» Tasks for this exercise
A: Please condense the paragraph beginning "Garber, in an attempt" from the Phillies-Dodgers game account into a shorter version that keeps its main facts.
B: From the Phillies-Dodgers game account, reproduce the stretch from "Davey Lopes followed" through "game at 5–5.".
C: Summarize the Phillies-Dodgers game account in two sentences.

# START OF Source extract

Davey Lopes followed by hitting a blistering grounder to third that took a wicked hop and struck Mike Schmidt in the left knee. Larry Bowa retrieved the carom out of the air, fired to first, and appeared to have retired Lopes, but Lopes was called safe. TV replays showed that Bowa's throw beat Lopes.[citation needed] Meanwhile, Mota scored to tie the game at 5–5.

Garber, in an attempt to pick off Lopes at first, threw wildly past Hebner, sending Lopes to second. Bill Russell then singled to center to score Lopes with the go-ahead run. Mike Garman retired the side in the ninth for the Dodgers, who narrowly escaped defeat.
The Dodgers went up 2-1 in the series and won Game Four in Philly to advance to the World Series against the Yankees.

They still take it a little hard in Philly.

That would be a link to an abstract of a paper written by an Associate Professor of Law Writing at Villanova. It's title is: The Fall of the 1977 Phillies: How a Baseball Team's Collapse Sank a City's Spirit.

# END OF Source extract
# START OF Supplied records

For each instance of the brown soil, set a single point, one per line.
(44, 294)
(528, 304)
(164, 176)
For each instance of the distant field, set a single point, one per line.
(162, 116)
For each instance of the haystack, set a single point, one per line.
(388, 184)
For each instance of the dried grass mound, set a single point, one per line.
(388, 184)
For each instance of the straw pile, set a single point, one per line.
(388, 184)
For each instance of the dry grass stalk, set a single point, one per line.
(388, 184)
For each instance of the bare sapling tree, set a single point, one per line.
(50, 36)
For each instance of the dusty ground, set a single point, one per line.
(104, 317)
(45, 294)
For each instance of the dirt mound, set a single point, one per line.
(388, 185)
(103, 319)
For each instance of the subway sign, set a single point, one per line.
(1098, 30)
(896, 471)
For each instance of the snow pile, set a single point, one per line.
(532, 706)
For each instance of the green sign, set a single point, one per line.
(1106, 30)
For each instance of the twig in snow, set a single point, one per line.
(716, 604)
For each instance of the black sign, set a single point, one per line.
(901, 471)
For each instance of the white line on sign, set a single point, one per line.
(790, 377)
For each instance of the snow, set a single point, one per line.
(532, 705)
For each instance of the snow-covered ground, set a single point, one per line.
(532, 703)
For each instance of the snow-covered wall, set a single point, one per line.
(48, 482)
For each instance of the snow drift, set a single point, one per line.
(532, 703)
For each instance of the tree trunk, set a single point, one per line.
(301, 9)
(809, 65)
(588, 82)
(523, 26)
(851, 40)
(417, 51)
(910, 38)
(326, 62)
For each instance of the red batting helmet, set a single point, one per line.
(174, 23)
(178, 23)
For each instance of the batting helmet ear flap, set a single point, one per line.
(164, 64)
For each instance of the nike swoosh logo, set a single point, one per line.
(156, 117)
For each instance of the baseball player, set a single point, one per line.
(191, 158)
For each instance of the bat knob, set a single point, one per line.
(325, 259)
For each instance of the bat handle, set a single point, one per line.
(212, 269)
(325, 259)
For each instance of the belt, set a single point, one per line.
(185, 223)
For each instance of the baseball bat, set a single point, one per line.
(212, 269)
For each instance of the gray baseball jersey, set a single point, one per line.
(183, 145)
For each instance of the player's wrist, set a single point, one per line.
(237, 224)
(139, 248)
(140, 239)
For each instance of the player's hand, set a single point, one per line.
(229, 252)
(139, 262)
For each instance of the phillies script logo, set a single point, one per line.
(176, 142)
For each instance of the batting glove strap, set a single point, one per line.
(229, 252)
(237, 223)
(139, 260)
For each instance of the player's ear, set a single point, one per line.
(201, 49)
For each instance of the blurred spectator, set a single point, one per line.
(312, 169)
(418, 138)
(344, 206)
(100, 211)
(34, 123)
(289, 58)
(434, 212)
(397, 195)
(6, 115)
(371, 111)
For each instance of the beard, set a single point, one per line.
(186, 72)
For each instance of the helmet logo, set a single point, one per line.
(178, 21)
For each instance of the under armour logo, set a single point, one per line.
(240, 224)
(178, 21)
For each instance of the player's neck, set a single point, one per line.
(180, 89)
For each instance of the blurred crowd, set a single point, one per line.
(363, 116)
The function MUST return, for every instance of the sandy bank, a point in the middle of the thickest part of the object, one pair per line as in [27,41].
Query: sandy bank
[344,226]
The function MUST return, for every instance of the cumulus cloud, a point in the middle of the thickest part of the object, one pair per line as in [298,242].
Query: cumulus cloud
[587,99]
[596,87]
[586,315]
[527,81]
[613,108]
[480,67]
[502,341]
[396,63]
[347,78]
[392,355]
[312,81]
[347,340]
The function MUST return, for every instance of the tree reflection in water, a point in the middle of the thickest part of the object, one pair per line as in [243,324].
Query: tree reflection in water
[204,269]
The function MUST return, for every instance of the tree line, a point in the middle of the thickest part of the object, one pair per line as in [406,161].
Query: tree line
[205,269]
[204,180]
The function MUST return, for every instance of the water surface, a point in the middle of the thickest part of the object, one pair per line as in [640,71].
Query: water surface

# END OF Supplied records

» Answers per task
A: Garber's wild pickoff throw past Hebner sent Lopes to second. Bill Russell's single to center then scored Lopes with the go-ahead run, and Mike Garman retired the side in the ninth as the Dodgers narrowly escaped defeat.

B:
Davey Lopes followed by hitting a blistering grounder to third that took a wicked hop and struck Mike Schmidt in the left knee. Larry Bowa retrieved the carom out of the air, fired to first, and appeared to have retired Lopes, but Lopes was called safe. TV replays showed that Bowa's throw beat Lopes.[citation needed] Meanwhile, Mota scored to tie the game at 5–5.

C: After Davey Lopes's grounder struck Mike Schmidt and Lopes was called safe at first, Mota scored to tie the game at 5–5. Garber's wild pickoff throw sent Lopes to second, Bill Russell singled him home with the go-ahead run, and the Dodgers went up 2-1 in the series before winning Game Four in Philly to advance to the World Series against the Yankees.